- Exercises to complete
[a] Using the passage on the allowance for loan losses, answer these:
(i) What two components make up the allowance?
(ii) Why does the passage call the evaluation inherently subjective?
(iii) Which loans are generally not classified as impaired?
[b] Reproduce the passage on the allowance for loan losses word for word, from "The allowance for" up to and including "information becomes available.".

- Page excerpt
========================

The allowance for loan losses is evaluated on a regular basis by management and is based upon management’s periodic review of the collectibility of the loans in light of historical experience, the nature and volume of the loan portfolio, adverse situations that may affect the borrower’s ability to repay, estimated value of any underlying collateral and prevailing economic conditions. This evaluation is inherently subjective as it requires estimates that are susceptible to significant revision as more information becomes available.
 
 
The allowance consists of specific and general components.  The specific component relates to loans that are classified as impaired. For such loans, an allowance is established when the discounted cash flows (or collateral value or observable market price) of the impaired loan is lower than the carrying value of that loan.  The general component covers all other loans and is based on historical loss experience adjusted for qualitative factors.
 
 
For non-specific loans in all classes, the general component is based on historical loss experience and adjusted for the following qualitative factors economic conditions and other trends or uncertainties that could affect management’s estimate of probable loss.
 
 
A loan is considered impaired when, based on current information and events, it is probable that the Company will be unable to collect the scheduled payments of principal or interest when due according to the contractual terms of the loan agreement. Factors considered by management in determining impairment include payment status, collateral value, and the probability of collecting scheduled principal and interest payments when due.  Loans that experience insignificant payment delays and payment shortfalls generally are not classified as impaired. Management determines the significance of payment delays and payment shortfalls on a case-by-case basis, taking into consideration all of the circumstances surrounding the loan and the borrower, including the length of the delay, the reasons for the delay, the borrower’s prior payment record, and the amount of the shortfall in relation to the principal and interest owed. Impairment is measured by either the present value of expected future cash flows discounted at the loan’s effective interest rate, the loan’s obtainable market price, or the fair value of the collateral if the loan is collateral dependent.

========================

- Dataset extract
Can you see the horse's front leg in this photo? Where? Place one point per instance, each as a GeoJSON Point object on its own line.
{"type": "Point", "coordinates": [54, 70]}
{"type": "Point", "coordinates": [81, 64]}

========================

- Responses per task
[a]
(i) A specific component and a general component.
(ii) It requires estimates that are susceptible to significant revision as more information becomes available.
(iii) Loans that experience insignificant payment delays and payment shortfalls.

[b]
The allowance for loan losses is evaluated on a regular basis by management and is based upon management’s periodic review of the collectibility of the loans in light of historical experience, the nature and volume of the loan portfolio, adverse situations that may affect the borrower’s ability to repay, estimated value of any underlying collateral and prevailing economic conditions. This evaluation is inherently subjective as it requires estimates that are susceptible to significant revision as more information becomes available.